Task objective:
Every line below should be given again without alteration.

+++ Supplied records +++

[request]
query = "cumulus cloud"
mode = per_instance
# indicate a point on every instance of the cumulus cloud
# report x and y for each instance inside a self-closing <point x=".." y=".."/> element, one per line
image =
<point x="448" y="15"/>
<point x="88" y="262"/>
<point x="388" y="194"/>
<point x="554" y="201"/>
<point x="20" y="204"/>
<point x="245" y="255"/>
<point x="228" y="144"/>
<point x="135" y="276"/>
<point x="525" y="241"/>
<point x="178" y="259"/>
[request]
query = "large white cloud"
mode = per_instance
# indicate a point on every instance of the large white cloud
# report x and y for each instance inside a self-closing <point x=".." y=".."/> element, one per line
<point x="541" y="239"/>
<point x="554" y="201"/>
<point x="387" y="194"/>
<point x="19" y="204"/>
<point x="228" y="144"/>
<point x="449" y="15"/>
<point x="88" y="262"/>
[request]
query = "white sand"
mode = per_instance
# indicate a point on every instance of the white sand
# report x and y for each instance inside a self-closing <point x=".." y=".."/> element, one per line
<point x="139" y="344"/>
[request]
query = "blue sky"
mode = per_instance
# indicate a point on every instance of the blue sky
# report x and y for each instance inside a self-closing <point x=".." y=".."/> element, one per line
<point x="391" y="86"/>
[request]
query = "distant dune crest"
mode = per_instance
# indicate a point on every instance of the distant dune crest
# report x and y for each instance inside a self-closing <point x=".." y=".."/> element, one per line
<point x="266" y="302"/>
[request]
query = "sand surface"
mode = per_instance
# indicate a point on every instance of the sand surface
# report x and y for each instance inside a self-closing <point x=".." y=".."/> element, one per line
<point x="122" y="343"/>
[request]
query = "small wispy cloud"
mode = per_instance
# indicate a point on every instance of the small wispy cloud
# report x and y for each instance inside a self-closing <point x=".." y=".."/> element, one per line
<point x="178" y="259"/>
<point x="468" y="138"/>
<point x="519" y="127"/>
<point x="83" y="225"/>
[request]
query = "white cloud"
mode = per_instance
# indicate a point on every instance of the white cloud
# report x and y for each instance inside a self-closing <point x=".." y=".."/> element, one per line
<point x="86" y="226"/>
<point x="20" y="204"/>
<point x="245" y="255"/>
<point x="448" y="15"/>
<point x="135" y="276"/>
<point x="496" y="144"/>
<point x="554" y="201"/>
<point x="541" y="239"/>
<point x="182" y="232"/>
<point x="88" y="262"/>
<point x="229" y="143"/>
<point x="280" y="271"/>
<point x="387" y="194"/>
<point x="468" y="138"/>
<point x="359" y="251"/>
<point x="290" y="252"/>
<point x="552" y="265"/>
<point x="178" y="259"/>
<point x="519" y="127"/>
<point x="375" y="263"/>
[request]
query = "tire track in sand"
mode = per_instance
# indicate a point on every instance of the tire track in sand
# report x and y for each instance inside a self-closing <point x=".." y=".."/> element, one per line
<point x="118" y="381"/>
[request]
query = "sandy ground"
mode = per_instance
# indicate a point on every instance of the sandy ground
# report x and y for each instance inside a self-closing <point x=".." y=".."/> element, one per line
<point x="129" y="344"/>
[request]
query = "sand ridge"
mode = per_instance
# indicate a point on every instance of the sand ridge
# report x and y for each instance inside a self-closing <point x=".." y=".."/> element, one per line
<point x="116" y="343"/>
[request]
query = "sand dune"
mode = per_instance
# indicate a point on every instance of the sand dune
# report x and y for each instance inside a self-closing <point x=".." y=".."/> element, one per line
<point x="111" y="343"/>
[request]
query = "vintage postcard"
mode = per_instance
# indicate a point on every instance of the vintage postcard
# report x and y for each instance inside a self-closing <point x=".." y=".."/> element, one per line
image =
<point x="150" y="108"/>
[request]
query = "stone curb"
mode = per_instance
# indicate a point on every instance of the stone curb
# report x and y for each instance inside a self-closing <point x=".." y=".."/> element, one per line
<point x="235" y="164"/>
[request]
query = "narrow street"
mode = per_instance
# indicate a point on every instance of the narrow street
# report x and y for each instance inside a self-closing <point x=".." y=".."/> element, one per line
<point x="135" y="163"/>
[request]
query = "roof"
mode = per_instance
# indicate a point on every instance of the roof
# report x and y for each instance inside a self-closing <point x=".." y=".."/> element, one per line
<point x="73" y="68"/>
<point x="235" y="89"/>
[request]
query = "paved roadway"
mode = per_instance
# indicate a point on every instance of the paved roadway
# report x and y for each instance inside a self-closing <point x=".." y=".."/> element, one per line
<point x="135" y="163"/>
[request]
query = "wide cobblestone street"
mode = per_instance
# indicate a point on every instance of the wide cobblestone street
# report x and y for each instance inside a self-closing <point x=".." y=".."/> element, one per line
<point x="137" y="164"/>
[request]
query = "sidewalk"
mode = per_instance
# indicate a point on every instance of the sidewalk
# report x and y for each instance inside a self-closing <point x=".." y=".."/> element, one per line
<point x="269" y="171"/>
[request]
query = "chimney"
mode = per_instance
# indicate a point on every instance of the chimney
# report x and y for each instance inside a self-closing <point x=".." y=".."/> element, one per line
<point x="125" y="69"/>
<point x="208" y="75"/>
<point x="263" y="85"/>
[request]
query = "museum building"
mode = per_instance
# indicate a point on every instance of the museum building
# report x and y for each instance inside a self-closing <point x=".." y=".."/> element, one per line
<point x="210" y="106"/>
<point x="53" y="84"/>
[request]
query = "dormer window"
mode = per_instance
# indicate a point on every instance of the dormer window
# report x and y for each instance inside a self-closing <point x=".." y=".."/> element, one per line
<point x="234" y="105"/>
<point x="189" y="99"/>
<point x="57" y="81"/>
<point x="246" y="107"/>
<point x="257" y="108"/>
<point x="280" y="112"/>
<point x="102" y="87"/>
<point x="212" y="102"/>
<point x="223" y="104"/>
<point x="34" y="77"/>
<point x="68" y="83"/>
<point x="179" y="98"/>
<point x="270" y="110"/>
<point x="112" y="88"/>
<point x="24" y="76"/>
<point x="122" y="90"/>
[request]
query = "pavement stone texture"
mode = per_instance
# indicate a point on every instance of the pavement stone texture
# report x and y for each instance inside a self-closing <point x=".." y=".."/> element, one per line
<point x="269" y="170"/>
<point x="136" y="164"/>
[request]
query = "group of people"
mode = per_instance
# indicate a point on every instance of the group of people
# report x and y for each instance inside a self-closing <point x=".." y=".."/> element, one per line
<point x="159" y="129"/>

+++

Task output:
[request]
query = "cumulus cloud"
mode = per_instance
# indicate a point on every instance of the cumulus cloud
# report x and y for each instance inside a self-closing <point x=".." y=".."/> element, one per line
image =
<point x="448" y="15"/>
<point x="88" y="262"/>
<point x="388" y="194"/>
<point x="554" y="201"/>
<point x="20" y="204"/>
<point x="245" y="255"/>
<point x="228" y="144"/>
<point x="135" y="276"/>
<point x="525" y="241"/>
<point x="178" y="259"/>
[request]
query = "large white cloud"
mode = per_instance
# indicate a point on every instance of the large white cloud
# report x and y for each instance inside a self-closing <point x=".." y=".."/> element, one per line
<point x="541" y="239"/>
<point x="554" y="201"/>
<point x="387" y="194"/>
<point x="19" y="204"/>
<point x="228" y="144"/>
<point x="449" y="15"/>
<point x="88" y="262"/>
[request]
query = "white sand"
mode = per_instance
# indicate a point on every instance of the white sand
# report x and y for each instance inside a self-closing <point x=".." y=".."/> element, one per line
<point x="139" y="344"/>
[request]
query = "blue sky"
mode = per_instance
# indicate a point on every instance of the blue sky
# report x and y for each instance inside a self-closing <point x=".." y=".."/> element, one per line
<point x="391" y="86"/>
[request]
query = "distant dune crest"
mode = per_instance
# indicate a point on every instance of the distant dune crest
# report x and y for each instance inside a self-closing <point x=".." y=".."/> element, one per line
<point x="266" y="302"/>
[request]
query = "sand surface"
mode = per_instance
# indicate a point on every instance of the sand surface
# report x and y for each instance inside a self-closing <point x=".." y=".."/> element, one per line
<point x="122" y="343"/>
[request]
query = "small wispy cloud"
mode = per_instance
# indicate a point on every instance of the small wispy cloud
# report x and y for each instance inside a self-closing <point x=".." y=".."/> element, one per line
<point x="178" y="259"/>
<point x="468" y="138"/>
<point x="519" y="127"/>
<point x="83" y="225"/>
[request]
query = "white cloud"
mode = per_instance
# indicate a point on every instance of the white cloud
# report x and y for each instance inside a self-closing <point x=".." y=".."/> element, one per line
<point x="86" y="226"/>
<point x="20" y="204"/>
<point x="245" y="255"/>
<point x="448" y="15"/>
<point x="135" y="276"/>
<point x="496" y="144"/>
<point x="554" y="201"/>
<point x="541" y="239"/>
<point x="182" y="232"/>
<point x="88" y="262"/>
<point x="229" y="143"/>
<point x="280" y="271"/>
<point x="387" y="194"/>
<point x="468" y="138"/>
<point x="359" y="251"/>
<point x="290" y="252"/>
<point x="552" y="265"/>
<point x="178" y="259"/>
<point x="519" y="127"/>
<point x="375" y="263"/>
[request]
query = "tire track in sand"
mode = per_instance
# indicate a point on every instance of the tire track in sand
# report x and y for each instance inside a self-closing <point x=".." y=".."/> element, one per line
<point x="118" y="381"/>
[request]
query = "sandy ground"
mode = per_instance
# indicate a point on every instance of the sandy ground
# report x and y for each instance inside a self-closing <point x=".." y=".."/> element, one per line
<point x="129" y="344"/>
[request]
query = "sand ridge"
mode = per_instance
# indicate a point on every instance of the sand ridge
# report x and y for each instance inside a self-closing <point x=".." y=".."/> element, one per line
<point x="116" y="343"/>
[request]
query = "sand dune"
mode = per_instance
# indicate a point on every instance of the sand dune
# report x and y for each instance inside a self-closing <point x=".." y=".."/> element, one per line
<point x="111" y="343"/>
[request]
query = "vintage postcard"
mode = per_instance
# indicate a point on every instance of the vintage postcard
# report x and y for each instance inside a self-closing <point x=".." y=".."/> element, one per line
image =
<point x="150" y="108"/>
[request]
query = "stone curb"
mode = per_instance
# indicate a point on every instance of the stone curb
# report x and y for each instance inside a self-closing <point x=".." y=".."/> element, one per line
<point x="235" y="164"/>
[request]
query = "narrow street"
mode = per_instance
# indicate a point on every instance of the narrow street
# report x and y for each instance inside a self-closing <point x=".." y=".."/> element, one per line
<point x="135" y="163"/>
[request]
query = "roof"
mode = per_instance
# indicate a point on every instance of the roof
# report x and y for each instance inside a self-closing <point x=".." y=".."/> element, one per line
<point x="73" y="68"/>
<point x="235" y="89"/>
[request]
query = "paved roadway"
mode = per_instance
# indicate a point on every instance of the paved roadway
# report x and y for each instance inside a self-closing <point x=".." y=".."/> element, one per line
<point x="135" y="163"/>
[request]
query = "wide cobblestone street"
mode = per_instance
# indicate a point on every instance of the wide cobblestone street
# report x and y for each instance inside a self-closing <point x=".." y=".."/> element, one per line
<point x="137" y="164"/>
[request]
query = "sidewalk"
mode = per_instance
# indicate a point on every instance of the sidewalk
# report x and y for each instance inside a self-closing <point x=".." y=".."/> element, one per line
<point x="269" y="171"/>
[request]
query = "chimney"
mode = per_instance
# indicate a point on every instance of the chimney
# report x and y for each instance inside a self-closing <point x=".." y=".."/> element, one per line
<point x="125" y="69"/>
<point x="208" y="75"/>
<point x="263" y="85"/>
[request]
query = "museum building"
mode = per_instance
# indicate a point on every instance of the museum building
# report x and y for each instance inside a self-closing <point x=".." y=".."/> element, one per line
<point x="210" y="106"/>
<point x="53" y="84"/>
[request]
query = "dormer window"
mode = per_instance
# indicate a point on every instance of the dormer window
# report x and y for each instance inside a self-closing <point x=".." y=".."/> element, one per line
<point x="234" y="105"/>
<point x="189" y="99"/>
<point x="57" y="81"/>
<point x="246" y="107"/>
<point x="257" y="108"/>
<point x="280" y="112"/>
<point x="102" y="87"/>
<point x="212" y="102"/>
<point x="223" y="104"/>
<point x="34" y="77"/>
<point x="68" y="83"/>
<point x="179" y="98"/>
<point x="270" y="110"/>
<point x="112" y="88"/>
<point x="24" y="76"/>
<point x="122" y="90"/>
[request]
query = "pavement stone texture"
mode = per_instance
# indicate a point on every instance of the pavement stone texture
# report x and y for each instance inside a self-closing <point x=".." y=".."/> element, one per line
<point x="269" y="170"/>
<point x="136" y="164"/>
[request]
query = "group of people"
mode = per_instance
# indicate a point on every instance of the group of people
# report x and y for each instance inside a self-closing <point x=".." y=".."/> element, one per line
<point x="159" y="129"/>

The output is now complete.